== CONSIGNE ÉCRITE 1 ==
D'après l'extrait sur le progrès, quelles facultés le téléphone portable et l'ordinateur nous font-ils progressivement perdre ? Énumérez-les toutes.

== EXTRAIT DU DOCUMENT ==
C’est ce qu’on appelle le progrès. Il cache pourtant une face sombre. Qui sait vers quels déboires l’informatique et l’intelligence artificielle nous conduisent en raison, par exemple, de l’épuisement des ressources indispensables à leur développement et de la débauche d’énergie qu’exige leur fonctionnement? Et pour nous les humains, servilement soumis au diktat des écrans, nous risquons rien moins que la dépendance. Le téléphone portable et l’ordinateur nous font progressivement perdre nos facultés: la mémoire, les mots, l’orthographe, le calcul mental. Je ne sais plus ni l’adresse ni le numéro de téléphone de mes ami·es, ni même le mien. Nos identités sont en fuite vers le cloud des services de renseignements. Bientôt, nous les vieilles, on pourra nous installer dans un caisson étanche, surveillé par un gentil robot qui, lui, n’oubliera jamais d’éteindre la plaque de la cuisinière ou la lumière à la salle de bains, et grâce à qui nous n’aurons plus à nous demander où nous avons fourré nos clés.

Il y a pire! Bien sûr il faut reconnaître que les découvertes des sciences et les innovations techniques sont époustouflantes et permettent des avancées remarquables, par exemple en matière de santé ou de communication. Le problème, c’est que par derrière il y a toujours des êtres avides de pouvoir et de profit, des multinationales, des entreprises de médias, parfois des chefs d’Etat, qui les méprisent ou qui s’ingénient à en faire des armes. Par exemple, certains promoteurs immobiliers turcs ont choisi d’ignorer les données fournies par la science sur la résistance sismique des bâtiments. Comme le hurlent les victimes devant leurs résidences effondrées, ce ne sont pas les tremblements de terres qui tuent, mais les spéculateurs!

L’échec le plus effroyable du progrès, c’est évidemment la guerre: massacres, saccages, destructions, pollution. Le retour à la sauvagerie. Néanmoins, cette catastrophe absolue représente un progrès appréciable pour l’industrie d’armement, dont le chiffre d’affaires monte en flèche, et pour les stratèges qui se félicitent de disposer en Ukraine d’un terrain d’entraînement pour «introduire des changements révolutionnaires dans la technologie militaire et la guerre moderne» (selon les propos d’un ministre lors d’une conférence de l’OTAN). Pour finir, en désespoir de cause, quand on se tourne vers le cosmos, fasciné·es par les images envoyées par le télescope James Webb, réconforté·es par l’espérance d’une civilisation extraterrestre plus noble que la nôtre, ému·es par tant de grandeur et de beauté, les destructeurs de rêves sont encore là à organiser des croisières pour millionnaires, à pourrir le ciel de déchets, à peaufiner des projets de colonisation.

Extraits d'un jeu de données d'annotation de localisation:
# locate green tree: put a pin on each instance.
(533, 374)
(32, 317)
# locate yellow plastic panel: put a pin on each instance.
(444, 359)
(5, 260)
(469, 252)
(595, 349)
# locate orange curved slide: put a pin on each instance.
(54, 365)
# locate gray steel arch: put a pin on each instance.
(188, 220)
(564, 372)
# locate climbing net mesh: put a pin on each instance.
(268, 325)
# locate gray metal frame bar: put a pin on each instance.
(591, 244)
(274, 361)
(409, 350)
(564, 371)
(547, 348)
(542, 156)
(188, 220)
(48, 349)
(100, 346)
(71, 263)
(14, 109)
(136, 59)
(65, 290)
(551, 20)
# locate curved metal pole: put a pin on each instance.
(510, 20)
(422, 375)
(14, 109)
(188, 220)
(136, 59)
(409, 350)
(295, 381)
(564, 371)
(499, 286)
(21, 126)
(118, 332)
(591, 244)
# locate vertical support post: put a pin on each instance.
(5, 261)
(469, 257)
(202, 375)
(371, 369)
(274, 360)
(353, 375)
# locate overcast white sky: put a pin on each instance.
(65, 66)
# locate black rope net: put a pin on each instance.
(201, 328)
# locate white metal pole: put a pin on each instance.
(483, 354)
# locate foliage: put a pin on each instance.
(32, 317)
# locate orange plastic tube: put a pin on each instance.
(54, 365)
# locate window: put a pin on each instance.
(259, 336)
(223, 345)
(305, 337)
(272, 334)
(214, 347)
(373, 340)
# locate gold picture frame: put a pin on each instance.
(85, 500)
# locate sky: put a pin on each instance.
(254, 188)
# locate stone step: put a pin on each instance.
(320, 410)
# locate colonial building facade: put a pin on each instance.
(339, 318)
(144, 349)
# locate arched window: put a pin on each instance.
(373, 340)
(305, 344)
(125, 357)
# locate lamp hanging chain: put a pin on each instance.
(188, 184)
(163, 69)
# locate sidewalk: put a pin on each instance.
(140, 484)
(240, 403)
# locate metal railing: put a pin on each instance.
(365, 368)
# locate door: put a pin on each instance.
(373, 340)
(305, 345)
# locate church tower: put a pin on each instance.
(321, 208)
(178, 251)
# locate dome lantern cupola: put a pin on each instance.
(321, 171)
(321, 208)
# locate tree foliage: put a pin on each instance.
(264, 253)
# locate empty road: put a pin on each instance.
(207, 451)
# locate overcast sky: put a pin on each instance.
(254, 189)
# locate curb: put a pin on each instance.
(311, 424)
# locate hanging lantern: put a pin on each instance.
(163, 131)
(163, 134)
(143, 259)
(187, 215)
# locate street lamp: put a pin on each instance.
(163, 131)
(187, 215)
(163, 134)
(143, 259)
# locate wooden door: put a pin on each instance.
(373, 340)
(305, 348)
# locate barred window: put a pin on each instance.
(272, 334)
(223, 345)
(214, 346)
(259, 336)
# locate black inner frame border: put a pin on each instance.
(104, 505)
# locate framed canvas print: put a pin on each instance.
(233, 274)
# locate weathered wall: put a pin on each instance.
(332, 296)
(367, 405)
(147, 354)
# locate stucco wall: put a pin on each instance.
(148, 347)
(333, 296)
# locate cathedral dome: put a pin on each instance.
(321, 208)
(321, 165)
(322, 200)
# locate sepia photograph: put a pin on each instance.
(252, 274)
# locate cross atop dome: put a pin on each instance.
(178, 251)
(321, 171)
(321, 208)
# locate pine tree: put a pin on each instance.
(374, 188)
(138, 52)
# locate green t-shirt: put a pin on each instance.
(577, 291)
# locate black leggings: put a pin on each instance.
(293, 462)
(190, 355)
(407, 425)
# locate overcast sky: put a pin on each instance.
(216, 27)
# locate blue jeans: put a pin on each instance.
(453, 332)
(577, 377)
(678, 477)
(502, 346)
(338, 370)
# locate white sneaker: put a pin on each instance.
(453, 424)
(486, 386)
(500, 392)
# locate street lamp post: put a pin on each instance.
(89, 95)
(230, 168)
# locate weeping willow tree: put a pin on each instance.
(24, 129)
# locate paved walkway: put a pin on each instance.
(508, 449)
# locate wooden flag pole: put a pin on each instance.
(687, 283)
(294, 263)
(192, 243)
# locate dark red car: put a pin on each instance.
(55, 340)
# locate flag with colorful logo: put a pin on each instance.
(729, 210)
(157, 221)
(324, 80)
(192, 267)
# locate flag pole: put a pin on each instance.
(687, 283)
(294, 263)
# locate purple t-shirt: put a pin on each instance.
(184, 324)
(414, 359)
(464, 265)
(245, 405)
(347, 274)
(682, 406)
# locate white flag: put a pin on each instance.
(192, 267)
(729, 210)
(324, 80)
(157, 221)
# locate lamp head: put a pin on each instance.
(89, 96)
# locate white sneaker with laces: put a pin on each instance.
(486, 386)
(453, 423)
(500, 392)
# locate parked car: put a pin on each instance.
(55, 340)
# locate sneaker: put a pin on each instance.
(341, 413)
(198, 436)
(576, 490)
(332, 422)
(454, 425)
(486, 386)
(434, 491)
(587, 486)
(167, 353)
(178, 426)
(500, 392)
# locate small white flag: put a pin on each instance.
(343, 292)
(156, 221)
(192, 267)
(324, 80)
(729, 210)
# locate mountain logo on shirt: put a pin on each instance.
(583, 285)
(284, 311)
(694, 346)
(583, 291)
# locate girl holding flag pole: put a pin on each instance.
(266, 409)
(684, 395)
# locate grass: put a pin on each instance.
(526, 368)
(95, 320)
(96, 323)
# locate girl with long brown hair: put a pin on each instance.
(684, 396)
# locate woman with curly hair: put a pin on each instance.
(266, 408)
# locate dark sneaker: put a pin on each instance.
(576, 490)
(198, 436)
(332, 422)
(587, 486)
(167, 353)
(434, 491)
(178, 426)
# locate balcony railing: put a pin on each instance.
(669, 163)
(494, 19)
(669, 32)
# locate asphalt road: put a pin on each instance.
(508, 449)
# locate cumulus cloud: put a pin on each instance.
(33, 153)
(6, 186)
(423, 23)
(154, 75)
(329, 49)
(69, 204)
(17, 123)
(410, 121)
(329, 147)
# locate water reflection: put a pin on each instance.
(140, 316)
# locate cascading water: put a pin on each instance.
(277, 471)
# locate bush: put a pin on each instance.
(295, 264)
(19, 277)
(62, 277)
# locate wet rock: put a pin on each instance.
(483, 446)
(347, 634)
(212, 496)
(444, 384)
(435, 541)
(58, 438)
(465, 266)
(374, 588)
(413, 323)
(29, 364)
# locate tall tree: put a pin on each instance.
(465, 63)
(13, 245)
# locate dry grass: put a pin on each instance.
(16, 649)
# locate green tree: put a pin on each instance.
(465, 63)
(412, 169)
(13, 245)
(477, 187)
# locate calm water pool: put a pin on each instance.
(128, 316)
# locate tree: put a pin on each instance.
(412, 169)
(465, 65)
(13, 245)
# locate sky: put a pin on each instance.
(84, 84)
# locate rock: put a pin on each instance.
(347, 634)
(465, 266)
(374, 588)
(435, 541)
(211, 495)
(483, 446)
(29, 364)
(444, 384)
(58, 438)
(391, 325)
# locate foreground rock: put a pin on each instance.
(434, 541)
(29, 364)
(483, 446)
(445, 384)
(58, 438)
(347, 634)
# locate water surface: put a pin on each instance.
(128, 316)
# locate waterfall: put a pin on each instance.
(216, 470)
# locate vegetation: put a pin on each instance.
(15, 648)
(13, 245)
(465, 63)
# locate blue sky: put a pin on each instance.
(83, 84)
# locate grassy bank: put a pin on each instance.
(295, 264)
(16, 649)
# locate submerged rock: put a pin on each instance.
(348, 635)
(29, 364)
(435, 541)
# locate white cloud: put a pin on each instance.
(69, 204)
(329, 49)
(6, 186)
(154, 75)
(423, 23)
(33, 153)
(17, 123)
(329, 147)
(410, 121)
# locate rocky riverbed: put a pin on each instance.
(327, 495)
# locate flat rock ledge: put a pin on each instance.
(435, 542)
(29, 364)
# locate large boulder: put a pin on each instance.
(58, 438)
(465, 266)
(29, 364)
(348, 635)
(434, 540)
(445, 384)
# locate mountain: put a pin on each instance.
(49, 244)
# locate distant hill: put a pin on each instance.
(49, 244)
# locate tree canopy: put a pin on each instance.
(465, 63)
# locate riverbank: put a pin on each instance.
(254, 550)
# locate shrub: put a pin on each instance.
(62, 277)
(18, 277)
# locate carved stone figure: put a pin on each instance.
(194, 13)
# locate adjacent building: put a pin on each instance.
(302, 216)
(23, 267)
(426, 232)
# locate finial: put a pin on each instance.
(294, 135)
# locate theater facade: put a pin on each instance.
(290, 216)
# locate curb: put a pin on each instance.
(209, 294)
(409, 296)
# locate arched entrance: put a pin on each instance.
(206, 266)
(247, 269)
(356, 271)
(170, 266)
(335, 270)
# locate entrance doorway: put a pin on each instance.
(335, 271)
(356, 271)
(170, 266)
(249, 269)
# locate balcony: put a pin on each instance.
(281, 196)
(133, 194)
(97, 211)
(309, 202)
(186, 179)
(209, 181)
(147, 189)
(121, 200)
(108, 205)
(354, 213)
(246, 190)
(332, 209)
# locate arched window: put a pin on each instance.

== CONSIGNE ÉCRITE 2 ==
Affichez chaque ligne du listing qui contient la chaîne “curved”.

== CORRIGÉ 1 ==
- la mémoire
- les mots
- l'orthographe
- le calcul mental

== CORRIGÉ 2 ==
# locate orange curved slide: put a pin on each instance.
# locate curved metal pole: put a pin on each instance.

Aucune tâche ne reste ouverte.